# Texte de la page
^^^^^^^^
En septembre 2011, il sort une nouvelle chanson Pain, liberté et justice sociale comme pour affirmer les nouveaux mots d'ordre et priorités que le mouvement doit adopter. Pour Essam il n'y a plus rien à attendre du « cirque électoral » organisé par le Conseil Suprême des Forces Armées (SCAF), qui s'est employé à mâter les manifestations de l'automne 2011. Plus que jamais, la contre-révolution est en marche. En janvier 2012, alors que de nouveaux heurts sanglants éclatent place Tahrir, Essam s'en prend au SCAF en adaptant les paroles d'Irhal aux circonstances: "A bas, à bas le SCAF! Etat civil! (...) La révolution jusqu'à la victoire". Peu après, il sort l'album Al Midan ("La place").

Lors des élections législatives de 2011, les islamistes emportent la majorité des sièges au parlement, parvenant à séduire les populations rurales, pauvres et délaissées.Victorieux des élections, Mohamed Morsi accède à la présidence en juin 2012. Premier président civil de l'Egypte, ce membre des Frères musulmans doit prêter son "serment au peuple" place Tahrir, avant de le faire plus formellement devant la Cour constitutionnelle. Très vite, la contestation reprend. Les populations du centre, majoritairement urbaines, rejettent les islamistes de peur de voir la charia (la loi islamique) étendre son influence sur leurs droits. En juin 2013, les manifestations donnent l'opportunité au ministre de la défense, Abdel Fattah Al-Sissi, de démettre Morsi de ses fonctions. L'armée est de retour aux manettes. 


Le nouveau raïs règne en maître absolu sur l'Egypte (1), emprisonnant, torturant, tuant à tour de bras ses opposants, islamistes, comme libéraux. Pendant ce temps, les puissances occidentales, plus soucieuses de leurs intérêts économiques que de la défense des libertés, tournent le regard dans d'autres directions. (2) En 2014, Ramy Essam se réfugie en Suède, où il se lance dans une carrière professionnelle, sans pour autant renoncer à son engagement contre la dictature. 

Quatre ans après la prise de pouvoir de Sissi, le chanteur publie "Balaha". Ce mot correspond au nom donné à un menteur compulsif dans un film à succès. Les paroles fustigent l'autorisme de Sissi et témoignent de l'extrême lassitude, mais aussi de l'indignation d'une population réduite au silence. En réponse à cette prise de position, le parolier et le réalisateur du clip, Galal el Behairy et Shady Habash, coincés en Egypte, sont emprisonnés pour « diffusion de fausses nouvelles ». Faute de soins, Habash meurt en prison en mai 2020, à l’âge de vingt-quatre ans. Ce drame prouve, si il en était besoin, la cruauté du régime Sissi.
^^^^^^^^
# Données à utiliser
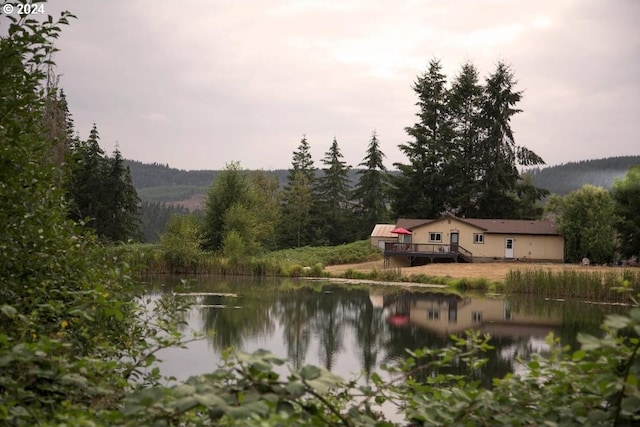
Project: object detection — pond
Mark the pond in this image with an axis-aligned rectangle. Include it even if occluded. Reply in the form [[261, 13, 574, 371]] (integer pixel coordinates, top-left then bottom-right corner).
[[145, 276, 624, 386]]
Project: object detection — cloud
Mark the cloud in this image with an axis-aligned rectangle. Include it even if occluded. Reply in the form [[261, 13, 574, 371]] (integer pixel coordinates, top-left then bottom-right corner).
[[42, 0, 640, 169]]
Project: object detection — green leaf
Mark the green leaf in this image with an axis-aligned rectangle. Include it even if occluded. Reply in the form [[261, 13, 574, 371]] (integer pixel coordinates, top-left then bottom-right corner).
[[193, 393, 227, 410], [285, 381, 306, 397], [300, 365, 322, 380]]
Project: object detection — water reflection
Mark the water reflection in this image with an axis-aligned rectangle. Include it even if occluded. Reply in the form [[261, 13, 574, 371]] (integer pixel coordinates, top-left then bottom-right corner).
[[148, 276, 624, 385]]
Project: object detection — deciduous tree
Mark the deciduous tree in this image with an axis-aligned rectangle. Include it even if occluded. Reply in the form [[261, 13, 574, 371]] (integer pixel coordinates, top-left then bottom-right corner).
[[548, 184, 615, 263], [278, 137, 316, 247], [612, 165, 640, 259]]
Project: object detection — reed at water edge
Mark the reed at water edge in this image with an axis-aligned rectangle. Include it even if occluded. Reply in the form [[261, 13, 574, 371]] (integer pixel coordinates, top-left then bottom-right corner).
[[505, 269, 640, 303]]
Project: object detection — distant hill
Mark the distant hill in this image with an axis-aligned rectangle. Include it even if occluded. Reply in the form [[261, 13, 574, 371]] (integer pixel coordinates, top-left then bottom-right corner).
[[526, 156, 640, 196], [127, 156, 640, 207]]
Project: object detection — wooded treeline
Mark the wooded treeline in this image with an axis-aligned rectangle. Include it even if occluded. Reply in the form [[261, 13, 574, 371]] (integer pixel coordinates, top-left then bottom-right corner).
[[36, 39, 638, 262], [125, 156, 640, 202], [524, 156, 640, 196]]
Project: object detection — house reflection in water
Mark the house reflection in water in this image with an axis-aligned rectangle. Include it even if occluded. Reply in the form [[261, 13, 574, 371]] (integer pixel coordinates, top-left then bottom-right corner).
[[371, 292, 562, 338]]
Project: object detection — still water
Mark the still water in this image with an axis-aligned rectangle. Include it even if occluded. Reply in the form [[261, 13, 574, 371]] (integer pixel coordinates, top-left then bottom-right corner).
[[145, 276, 621, 385]]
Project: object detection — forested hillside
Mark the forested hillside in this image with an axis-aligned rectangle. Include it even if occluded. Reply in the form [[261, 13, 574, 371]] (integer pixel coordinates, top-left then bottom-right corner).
[[527, 156, 640, 196], [126, 156, 640, 202]]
^^^^^^^^
# Votre travail
A – D'après le texte sur Ramy Essam, en quelle année le chanteur se réfugie-t-il en Suède ?
B – Extrayez des données, sans rien y changer, le passage qui va du début des données jusqu'à la ligne contenant « [[145, 276, 624, 386]] », celle-ci comprise. Laissez les images de côté.
Les données n'ont aucun rapport avec le texte.

# Réponses ci-dessous
A – En 2014.

B –
Project: object detection — pond
Mark the pond in this image with an axis-aligned rectangle. Include it even if occluded. Reply in the form [[261, 13, 574, 371]] (integer pixel coordinates, top-left then bottom-right corner).
[[145, 276, 624, 386]]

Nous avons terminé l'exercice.